:: Aufgabe im Detail ::
Gibst du alle folgenden Einträge Zeile für Zeile unverändert aus, aber ohne die Bilder?

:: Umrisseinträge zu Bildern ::
+ + +

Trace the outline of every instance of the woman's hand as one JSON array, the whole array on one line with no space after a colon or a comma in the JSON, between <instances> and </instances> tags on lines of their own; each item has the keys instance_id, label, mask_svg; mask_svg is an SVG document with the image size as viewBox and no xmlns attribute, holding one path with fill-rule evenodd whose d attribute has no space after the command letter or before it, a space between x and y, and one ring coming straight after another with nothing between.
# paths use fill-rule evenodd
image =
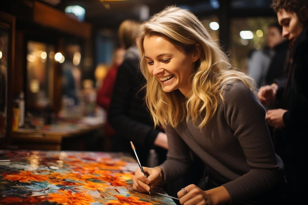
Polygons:
<instances>
[{"instance_id":1,"label":"woman's hand","mask_svg":"<svg viewBox=\"0 0 308 205\"><path fill-rule=\"evenodd\" d=\"M144 176L139 167L137 168L133 177L133 188L139 192L149 192L151 188L163 180L163 174L158 167L153 168L143 167L143 169L148 177Z\"/></svg>"},{"instance_id":2,"label":"woman's hand","mask_svg":"<svg viewBox=\"0 0 308 205\"><path fill-rule=\"evenodd\" d=\"M265 119L267 123L275 129L282 129L285 127L283 115L287 110L282 109L269 110L266 113Z\"/></svg>"},{"instance_id":3,"label":"woman's hand","mask_svg":"<svg viewBox=\"0 0 308 205\"><path fill-rule=\"evenodd\" d=\"M184 205L223 205L230 202L230 195L223 186L203 191L194 184L190 184L179 191L178 197L181 204Z\"/></svg>"},{"instance_id":4,"label":"woman's hand","mask_svg":"<svg viewBox=\"0 0 308 205\"><path fill-rule=\"evenodd\" d=\"M267 106L272 105L276 99L278 86L275 83L260 88L258 91L258 98L263 104Z\"/></svg>"}]
</instances>

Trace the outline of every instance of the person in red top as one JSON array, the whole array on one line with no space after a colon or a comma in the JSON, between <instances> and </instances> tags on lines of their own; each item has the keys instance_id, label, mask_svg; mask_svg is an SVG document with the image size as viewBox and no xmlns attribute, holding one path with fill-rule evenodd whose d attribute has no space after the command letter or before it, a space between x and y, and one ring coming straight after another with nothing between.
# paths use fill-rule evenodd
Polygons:
<instances>
[{"instance_id":1,"label":"person in red top","mask_svg":"<svg viewBox=\"0 0 308 205\"><path fill-rule=\"evenodd\" d=\"M125 50L123 48L117 49L114 53L111 66L106 77L104 78L101 87L97 90L96 95L96 103L107 112L109 109L110 99L113 90L118 68L123 61ZM106 136L110 137L114 133L114 130L108 123L106 125Z\"/></svg>"}]
</instances>

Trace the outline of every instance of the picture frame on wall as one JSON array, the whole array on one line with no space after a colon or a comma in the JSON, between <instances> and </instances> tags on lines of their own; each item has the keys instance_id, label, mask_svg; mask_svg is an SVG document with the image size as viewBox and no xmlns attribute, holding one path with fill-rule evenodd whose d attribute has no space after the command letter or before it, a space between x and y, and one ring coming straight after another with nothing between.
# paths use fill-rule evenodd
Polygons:
<instances>
[{"instance_id":1,"label":"picture frame on wall","mask_svg":"<svg viewBox=\"0 0 308 205\"><path fill-rule=\"evenodd\" d=\"M9 144L12 133L15 21L0 11L0 148Z\"/></svg>"}]
</instances>

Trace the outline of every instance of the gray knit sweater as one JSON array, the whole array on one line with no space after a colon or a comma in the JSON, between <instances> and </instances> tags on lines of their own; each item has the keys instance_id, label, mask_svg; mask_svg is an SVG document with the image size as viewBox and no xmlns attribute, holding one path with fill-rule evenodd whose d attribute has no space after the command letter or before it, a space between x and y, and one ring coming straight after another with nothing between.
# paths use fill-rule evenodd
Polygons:
<instances>
[{"instance_id":1,"label":"gray knit sweater","mask_svg":"<svg viewBox=\"0 0 308 205\"><path fill-rule=\"evenodd\" d=\"M165 181L189 169L190 150L223 182L231 202L257 196L275 186L283 175L265 120L265 112L242 82L228 85L215 116L201 131L191 121L165 127L167 159L160 167ZM181 187L179 187L179 189Z\"/></svg>"}]
</instances>

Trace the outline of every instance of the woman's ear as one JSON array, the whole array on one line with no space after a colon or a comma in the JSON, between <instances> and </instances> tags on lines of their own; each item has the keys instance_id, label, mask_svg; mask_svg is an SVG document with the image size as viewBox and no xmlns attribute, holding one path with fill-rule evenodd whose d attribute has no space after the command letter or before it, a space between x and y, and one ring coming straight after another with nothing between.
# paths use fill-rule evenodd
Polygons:
<instances>
[{"instance_id":1,"label":"woman's ear","mask_svg":"<svg viewBox=\"0 0 308 205\"><path fill-rule=\"evenodd\" d=\"M199 43L196 44L196 49L193 52L193 62L196 62L200 59L201 55L201 47Z\"/></svg>"}]
</instances>

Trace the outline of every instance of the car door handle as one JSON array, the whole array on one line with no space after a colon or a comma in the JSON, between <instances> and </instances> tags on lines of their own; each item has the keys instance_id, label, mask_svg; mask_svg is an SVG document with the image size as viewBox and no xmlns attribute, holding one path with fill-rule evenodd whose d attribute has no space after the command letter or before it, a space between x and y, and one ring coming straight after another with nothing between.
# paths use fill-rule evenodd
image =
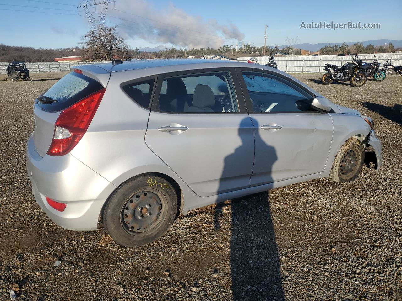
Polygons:
<instances>
[{"instance_id":1,"label":"car door handle","mask_svg":"<svg viewBox=\"0 0 402 301\"><path fill-rule=\"evenodd\" d=\"M184 132L189 129L187 126L162 126L158 129L158 131L168 133L173 131L182 131Z\"/></svg>"},{"instance_id":2,"label":"car door handle","mask_svg":"<svg viewBox=\"0 0 402 301\"><path fill-rule=\"evenodd\" d=\"M265 125L261 126L261 128L263 130L280 130L282 128L282 127L281 126L270 126L268 124L265 124Z\"/></svg>"}]
</instances>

+ + +

:: Lösung zur Aufgabe ::
Trace the outline of every instance of the woman's hand as one JSON array, the whole array on one line with no space after a colon or a comma in the JSON, between <instances> and </instances> tags on lines of their own; each item has the keys instance_id, label, mask_svg; mask_svg is an SVG document with the image size as viewBox and no xmlns attribute, holding one path with fill-rule evenodd whose d attribute has no space after the command letter or before it, a space between x and y, and one ring coming straight after another with nothing between.
# paths use fill-rule evenodd
image =
Polygons:
<instances>
[{"instance_id":1,"label":"woman's hand","mask_svg":"<svg viewBox=\"0 0 308 205\"><path fill-rule=\"evenodd\" d=\"M144 176L139 167L137 168L133 177L133 188L139 192L149 192L151 188L163 180L163 174L158 167L153 168L143 167L143 169L148 177Z\"/></svg>"},{"instance_id":2,"label":"woman's hand","mask_svg":"<svg viewBox=\"0 0 308 205\"><path fill-rule=\"evenodd\" d=\"M265 119L267 123L275 129L282 129L285 127L283 115L287 110L282 109L269 110L266 113Z\"/></svg>"},{"instance_id":3,"label":"woman's hand","mask_svg":"<svg viewBox=\"0 0 308 205\"><path fill-rule=\"evenodd\" d=\"M184 205L223 205L230 202L230 195L223 186L203 191L194 184L190 184L179 191L178 197L181 204Z\"/></svg>"},{"instance_id":4,"label":"woman's hand","mask_svg":"<svg viewBox=\"0 0 308 205\"><path fill-rule=\"evenodd\" d=\"M267 106L272 105L276 99L278 86L275 83L260 88L258 91L258 98L263 104Z\"/></svg>"}]
</instances>

Trace the outline of every instance of the person in red top as one JSON array, the whole array on one line with no space after a colon or a comma in the JSON, between <instances> and </instances> tags on lines of their own; each item has the keys instance_id, label, mask_svg; mask_svg is an SVG document with the image size as viewBox and no xmlns attribute, holding one path with fill-rule evenodd whose d attribute has no space after the command letter or before it, a space between x and y, and one ring coming straight after another with nothing between.
# paths use fill-rule evenodd
Polygons:
<instances>
[{"instance_id":1,"label":"person in red top","mask_svg":"<svg viewBox=\"0 0 308 205\"><path fill-rule=\"evenodd\" d=\"M125 50L123 48L117 49L114 53L111 66L106 77L104 78L101 87L97 90L96 95L96 103L107 112L109 109L110 99L113 90L118 68L123 61ZM106 136L110 137L114 133L114 130L108 123L106 125Z\"/></svg>"}]
</instances>

Trace the outline of every instance of the picture frame on wall as one JSON array, the whole array on one line with no space after a colon or a comma in the JSON, between <instances> and </instances> tags on lines of their own; each item has the keys instance_id, label, mask_svg; mask_svg is an SVG document with the image size as viewBox and no xmlns attribute, holding one path with fill-rule evenodd whose d attribute has no space after the command letter or before it, a space between x and y, and one ring coming straight after another with nothing between.
# paths use fill-rule evenodd
Polygons:
<instances>
[{"instance_id":1,"label":"picture frame on wall","mask_svg":"<svg viewBox=\"0 0 308 205\"><path fill-rule=\"evenodd\" d=\"M9 144L12 133L15 21L0 11L0 148Z\"/></svg>"}]
</instances>

Trace the outline of every instance of the gray knit sweater as one JSON array, the whole array on one line with no space after a colon or a comma in the JSON, between <instances> and </instances> tags on lines of their own; each item has the keys instance_id, label, mask_svg; mask_svg is an SVG document with the image size as viewBox and no xmlns attribute, holding one path with fill-rule evenodd whose d attribute has no space after the command letter or before it, a space between x and y, and one ring coming straight after another with nothing between.
# paths use fill-rule evenodd
Polygons:
<instances>
[{"instance_id":1,"label":"gray knit sweater","mask_svg":"<svg viewBox=\"0 0 308 205\"><path fill-rule=\"evenodd\" d=\"M165 181L189 169L190 150L223 182L231 202L257 196L275 186L283 175L265 120L265 112L242 82L228 85L215 116L201 131L191 121L165 127L167 159L160 167ZM181 187L179 187L179 189Z\"/></svg>"}]
</instances>

Trace the outline of every instance of the woman's ear as one JSON array, the whole array on one line with no space after a colon or a comma in the JSON, between <instances> and </instances> tags on lines of their own; each item has the keys instance_id, label, mask_svg; mask_svg is an SVG document with the image size as viewBox and no xmlns attribute, holding one path with fill-rule evenodd whose d attribute has no space after the command letter or before it, a space between x and y, and one ring coming straight after another with nothing between.
# paths use fill-rule evenodd
Polygons:
<instances>
[{"instance_id":1,"label":"woman's ear","mask_svg":"<svg viewBox=\"0 0 308 205\"><path fill-rule=\"evenodd\" d=\"M199 43L196 44L196 49L193 52L193 62L196 62L200 59L201 55L201 47Z\"/></svg>"}]
</instances>

Trace the outline of every instance of the car door handle as one JSON array, the whole array on one line with no space after a colon or a comma in the JSON, between <instances> and </instances> tags on lines of their own; each item has the keys instance_id, label, mask_svg; mask_svg is an SVG document with the image size as viewBox and no xmlns attribute, holding one path with fill-rule evenodd whose d attribute has no space after the command letter or before it, a space between x and y, and one ring coming straight after another with nothing between.
# paths use fill-rule evenodd
image =
Polygons:
<instances>
[{"instance_id":1,"label":"car door handle","mask_svg":"<svg viewBox=\"0 0 402 301\"><path fill-rule=\"evenodd\" d=\"M184 132L189 129L187 126L162 126L158 129L158 131L168 133L173 131L182 131Z\"/></svg>"},{"instance_id":2,"label":"car door handle","mask_svg":"<svg viewBox=\"0 0 402 301\"><path fill-rule=\"evenodd\" d=\"M265 125L261 126L261 128L263 130L280 130L282 128L282 127L281 126L270 126L268 124L265 124Z\"/></svg>"}]
</instances>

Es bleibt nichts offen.